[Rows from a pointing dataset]
** start **

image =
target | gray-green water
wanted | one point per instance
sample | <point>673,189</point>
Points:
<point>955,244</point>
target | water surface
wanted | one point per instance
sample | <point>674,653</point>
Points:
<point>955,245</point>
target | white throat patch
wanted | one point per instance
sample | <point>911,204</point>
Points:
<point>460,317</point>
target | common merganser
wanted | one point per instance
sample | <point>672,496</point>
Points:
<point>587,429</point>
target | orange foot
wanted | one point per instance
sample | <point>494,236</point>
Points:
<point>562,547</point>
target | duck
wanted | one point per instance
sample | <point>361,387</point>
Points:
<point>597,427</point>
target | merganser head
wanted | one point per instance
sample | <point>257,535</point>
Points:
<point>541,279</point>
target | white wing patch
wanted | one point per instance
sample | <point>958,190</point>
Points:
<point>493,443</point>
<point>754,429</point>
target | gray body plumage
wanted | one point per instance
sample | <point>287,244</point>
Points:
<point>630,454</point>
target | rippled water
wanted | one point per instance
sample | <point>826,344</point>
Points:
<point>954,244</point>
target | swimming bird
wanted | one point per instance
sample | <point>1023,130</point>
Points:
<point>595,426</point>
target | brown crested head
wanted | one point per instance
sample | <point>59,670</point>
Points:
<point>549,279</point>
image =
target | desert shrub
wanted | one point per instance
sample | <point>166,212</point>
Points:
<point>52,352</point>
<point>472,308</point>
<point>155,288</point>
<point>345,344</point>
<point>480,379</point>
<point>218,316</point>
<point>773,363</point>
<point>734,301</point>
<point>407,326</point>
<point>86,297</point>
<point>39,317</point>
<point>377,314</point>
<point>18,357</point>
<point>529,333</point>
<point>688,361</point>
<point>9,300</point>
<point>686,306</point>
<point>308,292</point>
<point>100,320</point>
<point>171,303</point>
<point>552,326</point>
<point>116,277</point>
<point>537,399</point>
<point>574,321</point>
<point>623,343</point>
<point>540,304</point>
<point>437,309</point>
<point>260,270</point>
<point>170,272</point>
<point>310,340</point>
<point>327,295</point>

** end **

[Work instructions]: Reproduce the lines between the one holding "target | common merganser" and the one holding "<point>597,427</point>", inclusive, with "wanted" replaced by "requested" and nothing else altered.

[Answer for the task]:
target | common merganser
requested | one point per instance
sample | <point>672,496</point>
Points:
<point>587,429</point>
target | orange foot
requested | one point per instance
sample | <point>494,236</point>
Points:
<point>562,547</point>
target | duck
requested | one point per instance
sample | <point>361,387</point>
Points:
<point>597,427</point>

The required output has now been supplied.